Directions for this task: From the line that has "class=person standing on pitch" down to the final line of the listing below, transcribe every line exactly, and only those.

Data shown:
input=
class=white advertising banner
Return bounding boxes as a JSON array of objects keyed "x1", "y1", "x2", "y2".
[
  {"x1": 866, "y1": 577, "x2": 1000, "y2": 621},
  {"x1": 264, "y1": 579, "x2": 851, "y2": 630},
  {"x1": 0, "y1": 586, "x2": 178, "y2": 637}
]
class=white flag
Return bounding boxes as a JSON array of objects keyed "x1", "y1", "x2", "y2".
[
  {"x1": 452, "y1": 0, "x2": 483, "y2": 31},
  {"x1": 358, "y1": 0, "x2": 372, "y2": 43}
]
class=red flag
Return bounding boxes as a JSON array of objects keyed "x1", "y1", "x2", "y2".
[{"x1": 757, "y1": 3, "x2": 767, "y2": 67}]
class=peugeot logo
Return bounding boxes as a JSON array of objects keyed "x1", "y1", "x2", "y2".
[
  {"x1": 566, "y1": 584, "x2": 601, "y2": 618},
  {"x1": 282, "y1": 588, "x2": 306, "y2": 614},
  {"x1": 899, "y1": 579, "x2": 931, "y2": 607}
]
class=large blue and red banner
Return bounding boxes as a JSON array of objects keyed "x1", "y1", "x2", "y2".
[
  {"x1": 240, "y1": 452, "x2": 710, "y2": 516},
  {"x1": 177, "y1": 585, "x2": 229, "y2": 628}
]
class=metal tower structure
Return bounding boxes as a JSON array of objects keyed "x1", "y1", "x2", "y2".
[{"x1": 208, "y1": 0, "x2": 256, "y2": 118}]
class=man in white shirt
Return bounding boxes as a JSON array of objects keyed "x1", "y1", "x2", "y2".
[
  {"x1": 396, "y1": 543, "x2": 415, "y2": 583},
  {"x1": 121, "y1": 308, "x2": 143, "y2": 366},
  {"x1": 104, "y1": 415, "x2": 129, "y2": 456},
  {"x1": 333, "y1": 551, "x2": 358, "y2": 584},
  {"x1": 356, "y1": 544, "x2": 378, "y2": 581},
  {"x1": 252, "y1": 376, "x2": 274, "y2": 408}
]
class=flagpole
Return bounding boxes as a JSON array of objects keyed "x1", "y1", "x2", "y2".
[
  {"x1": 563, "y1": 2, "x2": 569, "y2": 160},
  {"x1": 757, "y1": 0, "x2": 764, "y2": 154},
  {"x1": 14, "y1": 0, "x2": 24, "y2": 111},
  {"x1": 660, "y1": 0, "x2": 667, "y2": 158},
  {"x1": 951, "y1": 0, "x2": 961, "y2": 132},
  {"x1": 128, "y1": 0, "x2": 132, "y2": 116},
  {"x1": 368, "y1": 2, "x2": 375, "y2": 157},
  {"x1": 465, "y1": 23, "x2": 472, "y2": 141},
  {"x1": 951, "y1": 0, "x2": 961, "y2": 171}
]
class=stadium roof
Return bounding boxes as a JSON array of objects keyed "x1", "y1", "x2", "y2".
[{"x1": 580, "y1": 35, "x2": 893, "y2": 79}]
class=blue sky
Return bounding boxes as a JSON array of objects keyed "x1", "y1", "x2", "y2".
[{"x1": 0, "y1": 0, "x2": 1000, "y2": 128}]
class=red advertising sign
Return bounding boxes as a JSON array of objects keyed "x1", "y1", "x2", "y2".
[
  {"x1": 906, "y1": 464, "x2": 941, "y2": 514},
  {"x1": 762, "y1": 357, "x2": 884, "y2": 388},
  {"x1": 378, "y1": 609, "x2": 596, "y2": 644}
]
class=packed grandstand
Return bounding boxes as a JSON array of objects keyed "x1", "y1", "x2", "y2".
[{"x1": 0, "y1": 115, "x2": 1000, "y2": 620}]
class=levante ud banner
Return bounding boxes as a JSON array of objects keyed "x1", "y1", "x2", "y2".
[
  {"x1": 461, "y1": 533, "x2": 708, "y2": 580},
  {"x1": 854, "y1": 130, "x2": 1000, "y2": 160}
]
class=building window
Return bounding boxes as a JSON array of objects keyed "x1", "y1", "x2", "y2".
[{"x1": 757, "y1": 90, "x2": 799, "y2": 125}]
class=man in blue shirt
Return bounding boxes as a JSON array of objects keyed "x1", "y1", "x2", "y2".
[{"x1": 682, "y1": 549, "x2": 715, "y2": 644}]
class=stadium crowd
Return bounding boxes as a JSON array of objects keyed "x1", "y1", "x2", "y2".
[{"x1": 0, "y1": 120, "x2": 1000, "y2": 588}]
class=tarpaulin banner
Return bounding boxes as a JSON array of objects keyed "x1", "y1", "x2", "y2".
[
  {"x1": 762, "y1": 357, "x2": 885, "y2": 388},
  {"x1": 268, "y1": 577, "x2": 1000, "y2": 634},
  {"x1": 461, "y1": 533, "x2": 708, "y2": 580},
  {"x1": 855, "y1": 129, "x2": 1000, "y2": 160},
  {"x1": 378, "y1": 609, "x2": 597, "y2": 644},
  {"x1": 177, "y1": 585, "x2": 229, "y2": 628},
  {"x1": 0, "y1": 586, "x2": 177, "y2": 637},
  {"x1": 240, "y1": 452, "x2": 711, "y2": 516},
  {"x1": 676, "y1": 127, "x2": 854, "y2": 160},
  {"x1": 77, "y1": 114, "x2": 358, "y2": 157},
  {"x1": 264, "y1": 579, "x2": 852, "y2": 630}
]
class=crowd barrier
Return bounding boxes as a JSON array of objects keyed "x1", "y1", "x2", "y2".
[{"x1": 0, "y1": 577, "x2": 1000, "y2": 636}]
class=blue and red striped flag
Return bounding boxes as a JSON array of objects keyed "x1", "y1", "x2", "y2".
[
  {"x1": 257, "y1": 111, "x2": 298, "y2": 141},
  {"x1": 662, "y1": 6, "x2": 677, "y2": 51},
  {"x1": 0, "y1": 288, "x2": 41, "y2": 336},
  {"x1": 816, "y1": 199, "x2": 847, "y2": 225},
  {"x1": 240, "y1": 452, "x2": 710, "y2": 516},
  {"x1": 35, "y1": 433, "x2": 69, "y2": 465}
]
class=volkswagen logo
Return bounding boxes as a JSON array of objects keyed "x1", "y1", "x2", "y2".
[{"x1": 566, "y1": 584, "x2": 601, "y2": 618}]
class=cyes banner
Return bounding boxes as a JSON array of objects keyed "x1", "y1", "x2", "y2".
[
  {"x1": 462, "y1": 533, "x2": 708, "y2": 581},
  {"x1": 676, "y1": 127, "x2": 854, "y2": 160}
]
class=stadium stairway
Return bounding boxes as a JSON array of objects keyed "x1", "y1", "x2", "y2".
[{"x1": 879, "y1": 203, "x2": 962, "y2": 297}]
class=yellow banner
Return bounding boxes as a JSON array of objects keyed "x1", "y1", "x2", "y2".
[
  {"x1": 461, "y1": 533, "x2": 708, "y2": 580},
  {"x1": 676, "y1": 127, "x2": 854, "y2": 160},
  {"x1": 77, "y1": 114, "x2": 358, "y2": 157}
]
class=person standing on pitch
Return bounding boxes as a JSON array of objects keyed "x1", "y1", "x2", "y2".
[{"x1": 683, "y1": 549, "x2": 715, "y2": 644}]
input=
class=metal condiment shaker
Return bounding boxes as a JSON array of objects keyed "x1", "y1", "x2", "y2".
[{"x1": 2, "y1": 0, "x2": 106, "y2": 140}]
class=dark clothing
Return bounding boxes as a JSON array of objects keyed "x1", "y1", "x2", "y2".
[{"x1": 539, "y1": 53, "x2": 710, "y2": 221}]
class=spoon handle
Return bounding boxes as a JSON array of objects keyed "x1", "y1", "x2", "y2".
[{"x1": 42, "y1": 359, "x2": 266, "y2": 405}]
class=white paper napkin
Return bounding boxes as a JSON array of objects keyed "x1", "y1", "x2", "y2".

Completed task:
class=person standing on pitch
Return bounding boxes as a JSON array of objects keyed "x1", "y1", "x2", "y2".
[{"x1": 683, "y1": 549, "x2": 715, "y2": 644}]
input=
class=metal condiment shaker
Return bounding boxes as a JSON array of objects keyed "x1", "y1", "x2", "y2".
[{"x1": 2, "y1": 0, "x2": 106, "y2": 140}]
class=dark clothing
Return bounding boxes as a JSON array of objects keyed "x1", "y1", "x2", "y2".
[{"x1": 539, "y1": 53, "x2": 710, "y2": 221}]
class=spoon handle
Return bounding boxes as a JSON array of objects keyed "x1", "y1", "x2", "y2".
[{"x1": 42, "y1": 359, "x2": 266, "y2": 405}]
class=white paper napkin
Return bounding boxes as a JSON array of objects keyed "x1", "y1", "x2", "y2".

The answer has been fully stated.